### TASKS:
1. From the article on female scientists in movies, reproduce the passage starting at "While examples of" and ending at "all of cinema.", swapping "velociraptor" for "Tyrannosaurus".
2. Translate this sentence from the article on female scientists in movies into Spanish: "These women worked as “computers” for NASA, calculating the needed thrust and trajectory of the earliest spacecraft."
3. Answer these questions using the article on female scientists in movies.
(a) What is Ellie Sattler's profession?
(b) On what date does Hidden Figures start?
(c) Which actor plays Ellie Sattler?

** Opening EXCERPT block **

GUEST NERD POST
By Shannon Brescher Shea
From dinosaur bones to aliens, some of the best Nerd inspiration comes from the movies. Unfortunately, female scientists and mathematicians notoriously have been under-represented on the big screen. But with an all-female Nerd team leading the Ghostbusters reboot and the story of forgotten NASA heroines finally being told in Hidden Figures starting December 25, it seems like things just might be changing for the better in Hollywood.
While examples of smart, strong female scientist roles might be few and far between for now, girl Nerds of all ages can still look to these characters for inspiration:
Ellie Sattler from Jurassic Park played by Laura Dern: I was mildly obsessed with dinosaurs as a little girl, so my ten-year-old self loved Jurassic Park. And paleobotanist Ellie Sattler was my kind of heroine. She’s excellent at her job, always prepared, and staggeringly calm in the face of a velociraptor attack. She’s probably the most competent person in the whole place. To both Michael Crichton’s and Steven Spielberg’s credit, they don’t shove her into a stereotypical, sexually-objectified female role. She also has no patience for mathematician Ian Malcolm’s pretension, delivering one of the best lines in all of cinema.
Katherine Johnson, Dorothy Vaughan, and Mary Jackson from Hidden Figures: Inherently, these characters are a bit different because they’re based on real people. But that doesn’t mean there’s any less drama to their story. These women worked as “computers” for NASA, calculating the needed thrust and trajectory of the earliest spacecraft. Even though their role was significantly downplayed at the time, they were absolutely fundamental to the mission’s success. As we read our science and math history, it’s important to remember that the people whose names weren’t recorded may be even more important to the discovery as those who got the credit for it.

** Closing EXCERPT block **
** Opening RECORDED INFORMATION block **

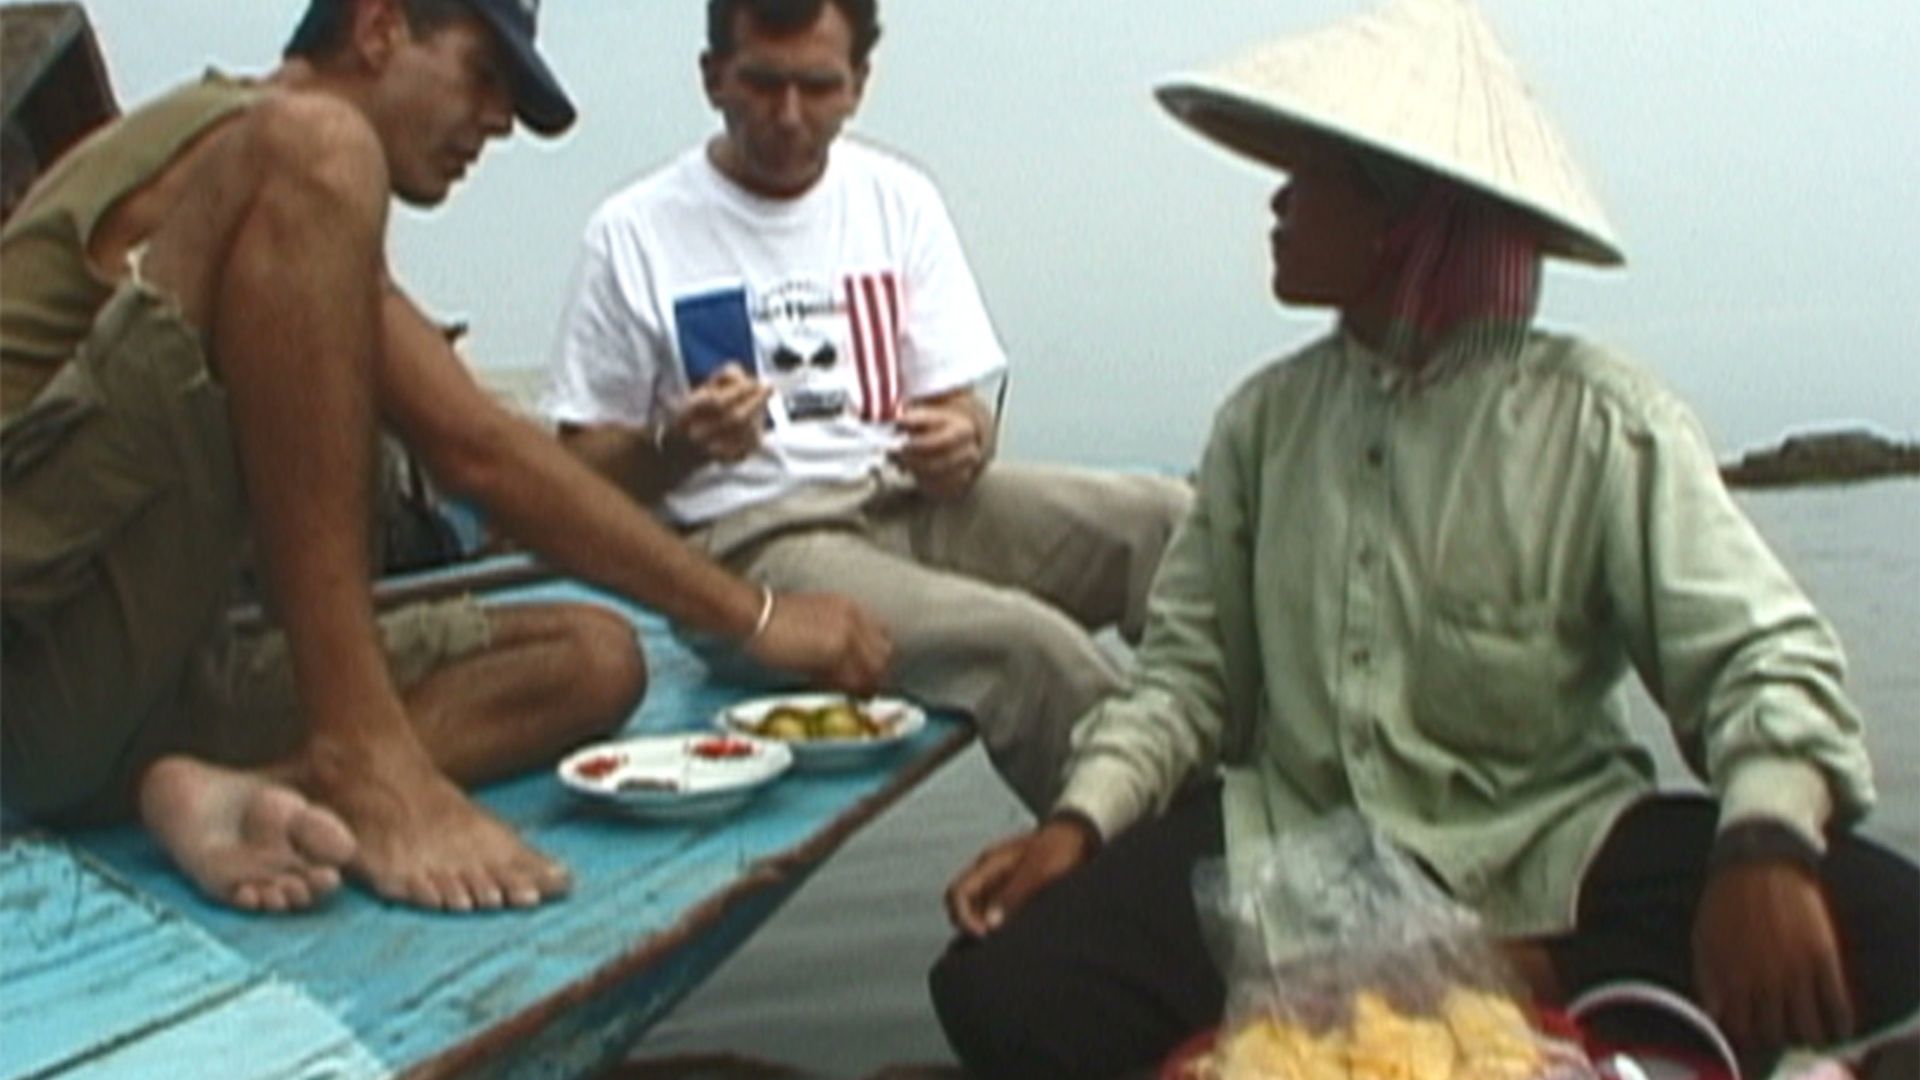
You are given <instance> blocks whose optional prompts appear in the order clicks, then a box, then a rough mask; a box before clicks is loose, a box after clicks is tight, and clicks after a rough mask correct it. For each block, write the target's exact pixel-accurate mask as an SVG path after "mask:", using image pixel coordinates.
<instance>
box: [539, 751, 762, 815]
mask: <svg viewBox="0 0 1920 1080" xmlns="http://www.w3.org/2000/svg"><path fill="white" fill-rule="evenodd" d="M791 765H793V751H791V749H789V748H787V746H785V744H781V742H780V740H768V738H751V736H739V734H726V736H714V734H707V732H691V734H659V736H634V738H622V740H612V742H599V744H593V746H588V748H582V749H576V751H574V753H568V755H566V757H564V759H563V761H561V765H559V767H557V774H559V778H561V784H566V788H568V790H570V792H574V794H578V796H582V798H586V799H591V801H595V803H599V805H605V807H609V809H618V811H622V813H630V815H636V817H645V819H657V821H687V819H701V817H714V815H722V813H732V811H735V809H739V807H741V805H743V803H745V801H747V799H751V798H753V796H755V792H758V790H760V788H764V786H766V784H772V782H774V780H776V778H780V774H781V773H785V771H787V769H789V767H791Z"/></svg>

** Closing RECORDED INFORMATION block **

### SOLUTION SET:
1.
While examples of smart, strong female scientist roles might be few and far between for now, girl Nerds of all ages can still look to these characters for inspiration:
Ellie Sattler from Jurassic Park played by Laura Dern: I was mildly obsessed with dinosaurs as a little girl, so my ten-year-old self loved Jurassic Park. And paleobotanist Ellie Sattler was my kind of heroine. She’s excellent at her job, always prepared, and staggeringly calm in the face of a Tyrannosaurus attack. She’s probably the most competent person in the whole place. To both Michael Crichton’s and Steven Spielberg’s credit, they don’t shove her into a stereotypical, sexually-objectified female role. She also has no patience for mathematician Ian Malcolm’s pretension, delivering one of the best lines in all of cinema.

2. Estas mujeres trabajaron como «computadoras» para la NASA, calculando el empuje y la trayectoria necesarios de las primeras naves espaciales.

3.
(a) Paleobotanist
(b) December 25
(c) Laura Dern